──────── Brano proposto

Ma gli inoccupati restano
«Agli oltre 3 milioni di disoccupati nel secondo trimestre 2015 (+84,8% rispetto a sette anni prima)», si legge nel Rapporto, «bisogna aggiungere gli occupati part-time involontari (2,6 milioni, +88,8%) e i non occupati che sarebbero disponibili a lavorare ma non hanno compiuto azioni di ricerca attiva perché scoraggiati (1,6 milioni, +53,4%) oppure perché stanno aspettando l’esito di passate azioni di ricerca (638mila, raddoppiati). In totale si tratta di 8 milioni di persone (+105,9%)».

 L'ISTAT non va molto lontano: http://www.piolatorre.it/public/art/sette-milioni-di-italiani-a-casa-senza-un-lavoro-586/


In conclusione: i problemi italiani NON derivano per ora dalla carenza di manodopera; se il lavoro ci fosse, l'occupazione potrebbe facilmente aumentare di 7-8 milioni di unità, facendo schizzare il PIL. Gli studi sopra citati ovviamente con considerano coloro che occupano un posto di lavoro e percepiscono un regolare stipendio, ma non svolgono alcuna attività produttiva. Può anche darsi che nel 2040 si possa verificare una reale carenza di manodopera, ma allora potremmo cominciare a programmare un'immigrazione massiccia nel 2035; per adesso non se ne vede assolutamente la necessità.

 

se il lavoro ci fosse

 

Il "lavoro" non c'è più perche le conseguenze della struttura demografica lo disincentivano. La struttura demografica é stata devastata da decenni di politica incapace, ma ormai il danno è fatto, e non si può risolvere che in un quarto di secolo di buone politiche demografiche.

Ad ogni modo se gran parte della popolazione non riesce a, si rifiuta, non vuole, non desidera cogliere la correlazione tra una struttura demografica da post peste nera e guerra dei trent'anni e decenni di declino economico e sociale del paese stesso, forse tale declino lo si merita.

Chi coglie la correlazione farebbe meglio ad emigrare il prima possibile, lasciando a godersi il declino quelli che non vogliono vedere.

Bambino nascosto

L'articolo nella sua parte introduttiva fa riferimento alla popolazione mondiale, in forte aumento; e subito dopo passa all'italia, di cui discute il calo demografico.

Manca la misura intermedia (secondo me) la più significativa nell'analisi del processo storico: l'Occidente. In tutta la Civiltà Occidentale i TFT sono scesi da trenta anno al di sotto del tasso di sostituzione che è circa 2,1. Vado a memoria, ma mi pare che vadano un po' meglio USA e Francia (dove comunque TFR<2) mentre è drammatica la situazione dell'Italia (circa 1,3) da poco avvicinata, in questo poco esaltante primato, da Spagna e Germania.

────────────────

▸ **Esercizi da svolgere**:
**a.** Il brano cita un Rapporto che arriva a un totale di 8 milioni di persone. Elenca i gruppi che formano questo totale, ciascuno con il suo numero.
**b.** Rispondi a queste domande sul brano:
(i) Di quante unità potrebbe aumentare l'occupazione "se il lavoro ci fosse"?
(ii) Quanto tempo di buone politiche demografiche servirebbe per risolvere il danno?
(iii) Qual è il valore del tasso di sostituzione indicato?

──────── Materiale di partenza

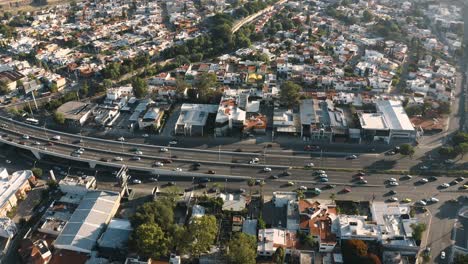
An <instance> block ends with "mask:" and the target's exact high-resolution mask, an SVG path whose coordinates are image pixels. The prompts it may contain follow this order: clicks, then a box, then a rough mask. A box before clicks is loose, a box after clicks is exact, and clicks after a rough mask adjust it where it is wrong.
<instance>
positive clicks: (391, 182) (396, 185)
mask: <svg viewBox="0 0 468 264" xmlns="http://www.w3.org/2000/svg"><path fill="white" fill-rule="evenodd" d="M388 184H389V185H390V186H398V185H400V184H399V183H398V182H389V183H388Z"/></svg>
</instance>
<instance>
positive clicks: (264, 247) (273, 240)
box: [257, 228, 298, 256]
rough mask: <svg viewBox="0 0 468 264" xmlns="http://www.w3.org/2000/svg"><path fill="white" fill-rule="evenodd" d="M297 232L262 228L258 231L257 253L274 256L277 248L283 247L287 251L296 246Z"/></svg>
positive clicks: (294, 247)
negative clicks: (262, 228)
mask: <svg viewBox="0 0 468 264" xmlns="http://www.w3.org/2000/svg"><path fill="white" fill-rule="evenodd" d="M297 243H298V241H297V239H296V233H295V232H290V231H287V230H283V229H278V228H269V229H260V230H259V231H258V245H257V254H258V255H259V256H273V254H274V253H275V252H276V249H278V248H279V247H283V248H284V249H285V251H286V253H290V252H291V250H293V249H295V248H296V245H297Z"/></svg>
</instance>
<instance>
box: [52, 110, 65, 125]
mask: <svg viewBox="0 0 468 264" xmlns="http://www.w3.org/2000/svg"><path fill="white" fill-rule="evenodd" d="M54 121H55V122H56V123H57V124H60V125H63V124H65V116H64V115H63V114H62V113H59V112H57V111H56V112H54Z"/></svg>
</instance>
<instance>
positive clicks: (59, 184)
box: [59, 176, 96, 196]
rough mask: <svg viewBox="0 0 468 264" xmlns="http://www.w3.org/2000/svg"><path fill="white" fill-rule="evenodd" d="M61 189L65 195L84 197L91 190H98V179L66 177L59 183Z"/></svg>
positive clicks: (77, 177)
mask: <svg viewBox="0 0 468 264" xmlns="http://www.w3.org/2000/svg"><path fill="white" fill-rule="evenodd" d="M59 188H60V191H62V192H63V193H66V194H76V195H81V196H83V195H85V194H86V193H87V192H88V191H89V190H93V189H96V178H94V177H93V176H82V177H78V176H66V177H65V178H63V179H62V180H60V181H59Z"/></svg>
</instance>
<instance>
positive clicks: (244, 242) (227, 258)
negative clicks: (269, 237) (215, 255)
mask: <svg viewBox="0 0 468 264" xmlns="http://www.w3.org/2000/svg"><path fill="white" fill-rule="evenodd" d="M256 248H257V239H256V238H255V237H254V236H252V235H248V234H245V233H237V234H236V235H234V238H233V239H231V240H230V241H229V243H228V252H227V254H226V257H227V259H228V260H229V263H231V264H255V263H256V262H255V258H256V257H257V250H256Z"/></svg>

────────────────
──────── Materiale di partenza

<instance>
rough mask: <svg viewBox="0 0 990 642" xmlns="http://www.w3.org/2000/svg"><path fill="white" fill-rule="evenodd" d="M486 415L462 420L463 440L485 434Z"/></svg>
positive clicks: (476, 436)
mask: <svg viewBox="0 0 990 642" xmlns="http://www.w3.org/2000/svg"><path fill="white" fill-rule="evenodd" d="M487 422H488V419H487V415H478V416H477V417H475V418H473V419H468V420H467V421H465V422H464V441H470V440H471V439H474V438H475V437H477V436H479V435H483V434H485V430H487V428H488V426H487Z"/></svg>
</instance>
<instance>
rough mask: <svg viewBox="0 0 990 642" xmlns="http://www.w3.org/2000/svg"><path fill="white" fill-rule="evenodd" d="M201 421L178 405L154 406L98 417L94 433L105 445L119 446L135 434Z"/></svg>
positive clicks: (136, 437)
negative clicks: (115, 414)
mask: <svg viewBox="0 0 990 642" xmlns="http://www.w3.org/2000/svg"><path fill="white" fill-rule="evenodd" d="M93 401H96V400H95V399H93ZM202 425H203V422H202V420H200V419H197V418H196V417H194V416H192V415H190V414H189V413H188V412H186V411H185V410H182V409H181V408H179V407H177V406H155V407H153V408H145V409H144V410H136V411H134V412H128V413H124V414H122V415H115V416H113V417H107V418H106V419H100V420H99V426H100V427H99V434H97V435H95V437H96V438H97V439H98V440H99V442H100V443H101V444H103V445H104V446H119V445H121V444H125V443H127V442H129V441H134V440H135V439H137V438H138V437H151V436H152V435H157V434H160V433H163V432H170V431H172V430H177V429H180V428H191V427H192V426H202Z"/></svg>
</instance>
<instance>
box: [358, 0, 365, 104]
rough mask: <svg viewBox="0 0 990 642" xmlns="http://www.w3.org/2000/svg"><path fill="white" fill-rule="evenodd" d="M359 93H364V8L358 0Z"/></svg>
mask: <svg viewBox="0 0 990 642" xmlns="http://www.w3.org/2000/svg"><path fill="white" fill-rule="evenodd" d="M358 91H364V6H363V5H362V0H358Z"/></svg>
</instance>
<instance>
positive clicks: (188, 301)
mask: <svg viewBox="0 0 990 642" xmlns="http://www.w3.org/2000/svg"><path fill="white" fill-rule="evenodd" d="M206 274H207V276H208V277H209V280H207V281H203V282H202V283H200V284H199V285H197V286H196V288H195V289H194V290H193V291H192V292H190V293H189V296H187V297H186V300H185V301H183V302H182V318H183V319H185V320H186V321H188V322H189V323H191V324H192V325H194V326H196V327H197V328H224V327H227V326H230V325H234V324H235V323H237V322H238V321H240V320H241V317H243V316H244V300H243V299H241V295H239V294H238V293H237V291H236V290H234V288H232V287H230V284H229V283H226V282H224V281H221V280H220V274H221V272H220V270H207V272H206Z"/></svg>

────────────────

▸ **Soluzioni degli esercizi**:
**a.**
- Disoccupati: oltre 3 milioni
- Occupati part-time involontari: 2,6 milioni
- Non occupati disponibili a lavorare ma scoraggiati: 1,6 milioni
- Non occupati disponibili a lavorare in attesa dell'esito di passate azioni di ricerca: 638mila

**b.**
(i) Di 7-8 milioni di unità.
(ii) Un quarto di secolo.
(iii) Circa 2,1.